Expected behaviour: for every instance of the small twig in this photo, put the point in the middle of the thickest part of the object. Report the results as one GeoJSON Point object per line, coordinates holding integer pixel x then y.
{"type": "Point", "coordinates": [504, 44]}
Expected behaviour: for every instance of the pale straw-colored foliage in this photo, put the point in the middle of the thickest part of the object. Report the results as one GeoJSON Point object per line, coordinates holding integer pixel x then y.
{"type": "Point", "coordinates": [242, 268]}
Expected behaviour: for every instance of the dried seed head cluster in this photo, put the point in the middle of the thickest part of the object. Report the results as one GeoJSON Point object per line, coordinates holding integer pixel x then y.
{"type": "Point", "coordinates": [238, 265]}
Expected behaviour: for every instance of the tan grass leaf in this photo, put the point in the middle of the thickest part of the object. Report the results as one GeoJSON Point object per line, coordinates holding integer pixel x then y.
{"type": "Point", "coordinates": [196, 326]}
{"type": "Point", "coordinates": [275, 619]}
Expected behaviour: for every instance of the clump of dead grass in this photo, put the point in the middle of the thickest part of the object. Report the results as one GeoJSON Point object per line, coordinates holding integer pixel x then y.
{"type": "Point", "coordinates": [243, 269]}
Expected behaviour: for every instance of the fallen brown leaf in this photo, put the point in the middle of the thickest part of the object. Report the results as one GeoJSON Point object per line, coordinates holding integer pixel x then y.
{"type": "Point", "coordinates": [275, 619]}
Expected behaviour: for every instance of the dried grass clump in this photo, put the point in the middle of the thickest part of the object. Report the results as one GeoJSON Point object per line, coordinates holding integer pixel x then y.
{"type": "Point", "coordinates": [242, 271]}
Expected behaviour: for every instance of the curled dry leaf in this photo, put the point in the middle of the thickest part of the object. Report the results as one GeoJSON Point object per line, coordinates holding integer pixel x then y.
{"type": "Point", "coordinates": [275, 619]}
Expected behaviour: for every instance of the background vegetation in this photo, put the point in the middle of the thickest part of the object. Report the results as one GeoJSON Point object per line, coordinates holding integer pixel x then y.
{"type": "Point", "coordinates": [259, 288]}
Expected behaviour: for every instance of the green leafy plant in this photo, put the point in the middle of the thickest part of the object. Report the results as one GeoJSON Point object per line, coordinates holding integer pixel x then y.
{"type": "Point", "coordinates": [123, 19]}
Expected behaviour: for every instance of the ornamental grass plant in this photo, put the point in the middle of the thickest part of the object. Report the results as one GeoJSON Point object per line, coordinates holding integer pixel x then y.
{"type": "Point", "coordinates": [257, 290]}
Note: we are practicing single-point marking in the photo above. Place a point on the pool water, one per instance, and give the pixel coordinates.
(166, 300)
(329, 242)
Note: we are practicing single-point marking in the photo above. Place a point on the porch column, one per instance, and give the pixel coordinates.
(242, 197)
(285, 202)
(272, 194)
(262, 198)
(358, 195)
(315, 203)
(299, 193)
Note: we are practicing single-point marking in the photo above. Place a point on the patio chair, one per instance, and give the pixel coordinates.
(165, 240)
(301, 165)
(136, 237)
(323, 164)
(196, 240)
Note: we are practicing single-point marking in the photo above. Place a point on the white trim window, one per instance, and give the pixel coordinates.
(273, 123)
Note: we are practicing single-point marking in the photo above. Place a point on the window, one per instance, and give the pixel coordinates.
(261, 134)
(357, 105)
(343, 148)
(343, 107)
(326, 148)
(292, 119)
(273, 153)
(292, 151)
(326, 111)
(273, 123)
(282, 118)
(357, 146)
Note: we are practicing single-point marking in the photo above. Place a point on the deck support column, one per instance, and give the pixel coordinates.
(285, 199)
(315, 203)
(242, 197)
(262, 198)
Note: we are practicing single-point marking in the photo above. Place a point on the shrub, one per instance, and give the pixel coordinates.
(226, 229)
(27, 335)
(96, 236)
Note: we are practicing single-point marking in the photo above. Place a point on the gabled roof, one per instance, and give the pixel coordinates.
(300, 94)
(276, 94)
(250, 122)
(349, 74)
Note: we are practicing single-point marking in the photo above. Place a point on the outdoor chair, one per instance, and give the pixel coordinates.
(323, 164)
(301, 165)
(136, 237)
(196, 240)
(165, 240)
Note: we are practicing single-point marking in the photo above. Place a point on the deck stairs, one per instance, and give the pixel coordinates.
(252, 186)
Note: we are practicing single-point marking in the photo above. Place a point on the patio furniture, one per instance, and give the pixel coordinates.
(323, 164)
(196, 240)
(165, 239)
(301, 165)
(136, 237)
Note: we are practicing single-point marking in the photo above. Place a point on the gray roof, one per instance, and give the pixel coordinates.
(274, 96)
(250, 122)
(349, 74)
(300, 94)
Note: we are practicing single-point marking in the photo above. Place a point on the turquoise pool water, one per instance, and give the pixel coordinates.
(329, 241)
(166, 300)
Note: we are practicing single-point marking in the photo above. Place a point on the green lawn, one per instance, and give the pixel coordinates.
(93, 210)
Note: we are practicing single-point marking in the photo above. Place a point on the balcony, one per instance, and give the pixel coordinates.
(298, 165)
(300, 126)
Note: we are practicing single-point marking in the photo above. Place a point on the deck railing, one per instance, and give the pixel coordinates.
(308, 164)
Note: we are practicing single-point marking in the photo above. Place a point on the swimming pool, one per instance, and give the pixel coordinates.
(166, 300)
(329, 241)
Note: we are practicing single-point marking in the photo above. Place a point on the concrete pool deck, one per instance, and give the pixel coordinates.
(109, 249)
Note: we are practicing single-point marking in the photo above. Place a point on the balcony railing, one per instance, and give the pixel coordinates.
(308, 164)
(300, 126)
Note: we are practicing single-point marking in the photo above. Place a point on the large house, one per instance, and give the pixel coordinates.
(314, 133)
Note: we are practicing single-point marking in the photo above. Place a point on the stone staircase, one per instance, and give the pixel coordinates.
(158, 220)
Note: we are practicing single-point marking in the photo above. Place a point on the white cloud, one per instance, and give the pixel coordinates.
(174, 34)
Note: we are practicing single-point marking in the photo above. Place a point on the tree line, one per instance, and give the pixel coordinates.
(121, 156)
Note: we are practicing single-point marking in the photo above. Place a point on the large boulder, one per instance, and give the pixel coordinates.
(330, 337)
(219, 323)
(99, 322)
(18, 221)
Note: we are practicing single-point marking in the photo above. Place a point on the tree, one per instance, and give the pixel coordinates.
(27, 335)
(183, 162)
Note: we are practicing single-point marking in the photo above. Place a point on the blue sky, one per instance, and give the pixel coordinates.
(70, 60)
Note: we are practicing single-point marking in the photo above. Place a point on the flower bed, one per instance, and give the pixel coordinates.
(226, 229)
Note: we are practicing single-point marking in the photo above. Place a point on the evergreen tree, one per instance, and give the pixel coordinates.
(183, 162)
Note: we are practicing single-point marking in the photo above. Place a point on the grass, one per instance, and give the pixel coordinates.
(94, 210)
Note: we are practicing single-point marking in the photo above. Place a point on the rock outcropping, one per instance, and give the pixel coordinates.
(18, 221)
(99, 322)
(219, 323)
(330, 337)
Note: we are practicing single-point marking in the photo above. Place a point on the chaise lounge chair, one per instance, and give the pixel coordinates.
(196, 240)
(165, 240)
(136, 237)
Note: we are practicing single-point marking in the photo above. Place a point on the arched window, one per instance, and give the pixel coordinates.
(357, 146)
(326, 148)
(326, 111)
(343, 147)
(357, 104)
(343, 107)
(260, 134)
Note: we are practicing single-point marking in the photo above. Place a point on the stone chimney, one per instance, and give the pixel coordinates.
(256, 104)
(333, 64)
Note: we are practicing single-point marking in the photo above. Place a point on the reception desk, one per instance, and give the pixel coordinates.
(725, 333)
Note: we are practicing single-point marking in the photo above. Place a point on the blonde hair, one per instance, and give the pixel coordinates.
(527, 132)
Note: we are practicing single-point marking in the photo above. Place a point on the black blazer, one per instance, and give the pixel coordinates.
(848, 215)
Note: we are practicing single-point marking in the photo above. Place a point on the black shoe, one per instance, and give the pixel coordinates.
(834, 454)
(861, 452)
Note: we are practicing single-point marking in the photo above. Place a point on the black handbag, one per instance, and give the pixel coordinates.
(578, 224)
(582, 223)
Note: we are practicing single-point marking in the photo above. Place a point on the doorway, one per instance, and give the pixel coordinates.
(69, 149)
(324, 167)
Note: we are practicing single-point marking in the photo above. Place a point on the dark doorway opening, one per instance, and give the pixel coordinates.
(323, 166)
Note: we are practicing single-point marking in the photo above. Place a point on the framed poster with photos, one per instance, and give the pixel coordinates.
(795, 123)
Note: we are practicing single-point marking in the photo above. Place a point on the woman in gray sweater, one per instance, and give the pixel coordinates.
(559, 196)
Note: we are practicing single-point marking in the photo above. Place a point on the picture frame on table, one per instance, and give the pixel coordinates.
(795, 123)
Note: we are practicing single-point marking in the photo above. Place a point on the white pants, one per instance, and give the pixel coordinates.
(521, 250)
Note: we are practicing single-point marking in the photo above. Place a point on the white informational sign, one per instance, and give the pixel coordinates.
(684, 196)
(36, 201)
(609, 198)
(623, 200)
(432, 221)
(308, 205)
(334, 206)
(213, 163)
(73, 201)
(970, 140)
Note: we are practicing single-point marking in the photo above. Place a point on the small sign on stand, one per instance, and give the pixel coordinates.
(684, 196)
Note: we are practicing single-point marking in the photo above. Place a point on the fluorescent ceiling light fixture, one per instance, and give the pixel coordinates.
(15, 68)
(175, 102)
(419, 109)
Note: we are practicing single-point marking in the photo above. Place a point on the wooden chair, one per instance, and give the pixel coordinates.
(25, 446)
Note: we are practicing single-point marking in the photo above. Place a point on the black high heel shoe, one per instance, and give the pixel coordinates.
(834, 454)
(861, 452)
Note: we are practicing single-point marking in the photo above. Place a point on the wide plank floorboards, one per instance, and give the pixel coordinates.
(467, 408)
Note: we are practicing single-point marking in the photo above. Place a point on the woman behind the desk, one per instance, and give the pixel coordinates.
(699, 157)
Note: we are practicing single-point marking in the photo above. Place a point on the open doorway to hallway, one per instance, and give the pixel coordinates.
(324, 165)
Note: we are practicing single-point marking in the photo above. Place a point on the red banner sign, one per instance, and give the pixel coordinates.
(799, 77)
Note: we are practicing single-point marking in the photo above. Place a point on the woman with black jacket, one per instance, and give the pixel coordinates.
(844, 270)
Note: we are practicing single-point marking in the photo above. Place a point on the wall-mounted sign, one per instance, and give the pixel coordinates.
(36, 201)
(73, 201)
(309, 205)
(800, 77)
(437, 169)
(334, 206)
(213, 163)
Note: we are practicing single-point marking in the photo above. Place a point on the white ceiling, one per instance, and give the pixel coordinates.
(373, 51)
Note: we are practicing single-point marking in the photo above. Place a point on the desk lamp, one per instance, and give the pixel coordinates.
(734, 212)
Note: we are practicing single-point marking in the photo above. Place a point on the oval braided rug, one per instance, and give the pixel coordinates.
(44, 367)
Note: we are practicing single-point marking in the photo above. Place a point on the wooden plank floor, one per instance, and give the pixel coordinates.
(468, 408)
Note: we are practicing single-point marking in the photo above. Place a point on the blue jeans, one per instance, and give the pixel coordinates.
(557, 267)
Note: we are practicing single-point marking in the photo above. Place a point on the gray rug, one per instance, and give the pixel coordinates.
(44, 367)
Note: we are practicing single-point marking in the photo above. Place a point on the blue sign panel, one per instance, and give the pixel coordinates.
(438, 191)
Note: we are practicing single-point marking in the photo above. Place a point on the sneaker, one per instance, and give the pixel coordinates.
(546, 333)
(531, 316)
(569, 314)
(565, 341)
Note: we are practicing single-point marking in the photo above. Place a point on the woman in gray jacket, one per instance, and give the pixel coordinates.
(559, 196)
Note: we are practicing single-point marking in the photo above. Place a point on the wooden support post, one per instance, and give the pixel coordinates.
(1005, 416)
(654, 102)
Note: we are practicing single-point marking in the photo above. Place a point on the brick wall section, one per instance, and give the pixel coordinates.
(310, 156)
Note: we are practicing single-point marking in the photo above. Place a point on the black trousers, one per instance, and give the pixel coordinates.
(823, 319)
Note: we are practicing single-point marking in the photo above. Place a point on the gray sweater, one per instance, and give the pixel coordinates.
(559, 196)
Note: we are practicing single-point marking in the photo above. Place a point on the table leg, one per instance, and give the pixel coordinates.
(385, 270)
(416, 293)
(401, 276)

*WHAT IS NEEDED*. Rewrite the lines from the one containing "on the table" through the end of the material, putting "chair leg" in place of "table leg" and keeping everything else the same.

*FINISHED TASK*.
Note: we are practicing single-point marking in the photo above. Place a point on the chair leg, one per instance, and give the pixel coordinates.
(385, 270)
(416, 293)
(401, 276)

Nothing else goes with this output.